* _ИСХОДНЫЙ ТЕКСТ_:

○ ○ ○

Виктор Гюго сознавал, что он написал превосходную книгу, что ее прочтет множество читателей, и поэтому хотел получить за нее такой гонорар, который навсегда обеспечил бы его семью. Какому же издателю поручить роман? Он любил своего друга Этцеля, но не считал его хорошим коммерсантом. Молодой бельгийский издатель Альбер Лакруа, "хилый, низенький, бойкий, влюбленный в литературу, весьма образованный, чрезвычайно энергичный, с подвижным лицом, густыми рыжими бакенбардами и лукавыми глазами, глядевшими сквозь пенсне, которое он поминутно поправлял на своем горбатом и длинном носу", предложил свои услуги и принял условия автора: триста тысяч франков за исключительное право издания романа в течение двенадцати лет. Гюго впервые получал такую сумму; до этого времени Ламартин, Скриб, Дюма-отец, Эжен Сю зарабатывали значительно больше его. Лакруа обладал смелостью, но не деньгами, банкир Оппенгеймер дал ему ссуду в двести тысяч франков. Многие газеты добивались разрешения печатать роман по частям - "фельетонами". Гюго отказал им, желая предоставить всю выгоду издателю, к тому же он считал, что произведение искусства разрезать на куски не следует. Лакруа предложил сделать купюры в главах, где имеются философские рассуждения. Снова отказ. "Легкая, стремительно развивающаяся драма будет пользоваться успехом двенадцать месяцев, глубокомысленная драма - двенадцать лет".
Верный друг Поль Мерис занял, по обыкновению, командный пост в подготовке общественного мнения в Париже. В этом деле ему помогали госпожа Гюго, Огюст Вакери и Шарль Гюго.
Поль Мерис - Виктору Гюго, 6 июля 1862 года:
"Вот уже шесть дней Париж лихорадочно читает "Отверженных". Первые устные отзывы и заметки в газетах предвещают огромный успех, который легко было предвидеть. Люди восхищены и увлечены! Больше не услышишь мелких замечаний и уклончивых отговорок. Это целостное произведение поражает своим величием, идеями справедливости, высокого милосердия, оно возвышается над всем и непреодолимо захватывает читателей".

○ ○ ○

* _ФРАГМЕНТЫ НАБОРА ДАННЫХ_:

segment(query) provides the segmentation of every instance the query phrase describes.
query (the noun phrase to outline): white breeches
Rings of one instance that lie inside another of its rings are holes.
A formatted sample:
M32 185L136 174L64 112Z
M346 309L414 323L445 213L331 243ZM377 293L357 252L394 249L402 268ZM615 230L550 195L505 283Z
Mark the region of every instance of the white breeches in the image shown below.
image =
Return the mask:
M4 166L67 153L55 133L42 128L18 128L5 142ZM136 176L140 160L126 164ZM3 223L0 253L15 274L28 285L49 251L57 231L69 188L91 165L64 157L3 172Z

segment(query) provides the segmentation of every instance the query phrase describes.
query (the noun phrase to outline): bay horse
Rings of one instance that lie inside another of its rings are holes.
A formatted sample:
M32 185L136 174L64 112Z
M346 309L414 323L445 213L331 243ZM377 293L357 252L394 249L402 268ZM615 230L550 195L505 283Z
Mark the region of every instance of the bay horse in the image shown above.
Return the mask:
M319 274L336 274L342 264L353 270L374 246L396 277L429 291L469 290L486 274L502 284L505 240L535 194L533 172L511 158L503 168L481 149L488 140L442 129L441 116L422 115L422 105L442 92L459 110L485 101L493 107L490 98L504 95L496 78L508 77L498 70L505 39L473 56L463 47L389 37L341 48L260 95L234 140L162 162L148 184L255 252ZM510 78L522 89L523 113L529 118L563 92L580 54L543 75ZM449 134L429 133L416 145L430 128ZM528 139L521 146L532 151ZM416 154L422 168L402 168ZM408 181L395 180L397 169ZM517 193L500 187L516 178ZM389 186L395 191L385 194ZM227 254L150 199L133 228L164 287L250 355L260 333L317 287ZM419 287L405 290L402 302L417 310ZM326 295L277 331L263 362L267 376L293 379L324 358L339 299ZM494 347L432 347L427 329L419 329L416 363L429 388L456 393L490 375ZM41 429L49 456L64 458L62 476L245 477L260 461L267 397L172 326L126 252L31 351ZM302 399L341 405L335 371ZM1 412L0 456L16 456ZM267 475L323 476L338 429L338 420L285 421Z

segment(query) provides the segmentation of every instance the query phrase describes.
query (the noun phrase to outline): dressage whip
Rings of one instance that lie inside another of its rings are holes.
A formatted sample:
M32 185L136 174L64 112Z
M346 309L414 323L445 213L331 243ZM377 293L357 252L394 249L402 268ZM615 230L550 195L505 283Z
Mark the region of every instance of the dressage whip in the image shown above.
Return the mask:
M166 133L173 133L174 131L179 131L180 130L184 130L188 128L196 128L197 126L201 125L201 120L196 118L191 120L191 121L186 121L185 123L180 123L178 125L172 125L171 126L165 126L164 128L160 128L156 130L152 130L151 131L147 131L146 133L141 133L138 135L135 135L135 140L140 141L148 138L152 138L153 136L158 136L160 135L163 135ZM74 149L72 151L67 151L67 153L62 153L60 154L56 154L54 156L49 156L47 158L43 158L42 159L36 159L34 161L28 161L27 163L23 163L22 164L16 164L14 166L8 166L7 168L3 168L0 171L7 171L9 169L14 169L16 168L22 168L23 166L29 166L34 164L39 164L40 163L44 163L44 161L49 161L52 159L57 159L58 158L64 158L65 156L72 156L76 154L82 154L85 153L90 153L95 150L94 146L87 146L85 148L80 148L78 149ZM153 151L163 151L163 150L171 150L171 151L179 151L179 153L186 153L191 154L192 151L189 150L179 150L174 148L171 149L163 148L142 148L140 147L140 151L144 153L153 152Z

○ ○ ○

* _УКАЗАНИЯ_:
1. Оформите в виде нумерованного списка строки записей, начиная с самой первой строки записей и заканчивая строкой, в которой стоит «M4 166L67 153L55». Пустые строки пропустите.
2. Подхватите текст об издании «Отверженных» и продолжите его сразу после последнего приведенного предложения.
Текст и записи никак между собой не связаны.

* _ОТВЕТЫ К ЗАДАНИЯМ_:
1.
1. segment(query) provides the segmentation of every instance the query phrase describes.
2. query (the noun phrase to outline): white breeches
3. Rings of one instance that lie inside another of its rings are holes.
4. A formatted sample:
5. M32 185L136 174L64 112Z
6. M346 309L414 323L445 213L331 243ZM377 293L357 252L394 249L402 268ZM615 230L550 195L505 283Z
7. Mark the region of every instance of the white breeches in the image shown below.
8. image =
9. Return the mask:
10. M4 166L67 153L55 133L42 128L18 128L5 142ZM136 176L140 160L126 164ZM3 223L0 253L15 274L28 285L49 251L57 231L69 188L91 165L64 157L3 172Z

2.
Полный триумф. Лакруа, уплативший за роман триста тысяч франков, получил на его издания в течение 1862-1868 годов пятьсот семнадцать тысяч франков чистого дохода. В честь "Отверженных" в Брюсселе был устроен банкет.
Критика отнеслась к роману менее восторженно. Политические страсти наложили свой отпечаток на характер суждений. Кювелье-Фери поносил Гюго как "первого демагога Франции". Барбе д'Орвильи говорил о "нудной софистике", называл Гюго "скучным, изуродованным Поль де Коком". Как и следовало ожидать, друзья из среды писателей - Жюль Жанен, Поль де Сен-Виктор, Нефцер, Луи Ульбах, Шерер, Жюль Кларети - отнеслись к роману с исключительной теплотой. Ламартин выразился осторожно.
"Мой дорогой, прославленный друг, - писал он Виктору Гюго, - я был поражен и изумлен талантом, ставшим более великим, нежели сама природа. Это побуждало меня написать о вас и о вашей книге. Но затем я стал колебаться, - из-за различия наших взглядов, но отнюдь не наших сердец. Опасаюсь обидеть вас, сурово осудив эгалитарный социализм, детище противоестественных систем. Итак, я не решаюсь говорить и сообщаю вам: я не буду писать о вас в моих "Литературных беседах", пока вы определенно не скажете мне: "За исключением сердца, отдаю на растерзание Ламартину мою систему". Не требую никакой учтивости в вашем ответе... Думайте лишь о себе..."
Гюго предоставил ему полную свободу, и Ламартин написал очень резкую статью. Похвалы писателю, грубые выпады против философа.
"Это опасная книга... Самое убийственное и самое жестокое чувство, которое можно вселить в сердца широкой публики, - это стремление к несбыточному".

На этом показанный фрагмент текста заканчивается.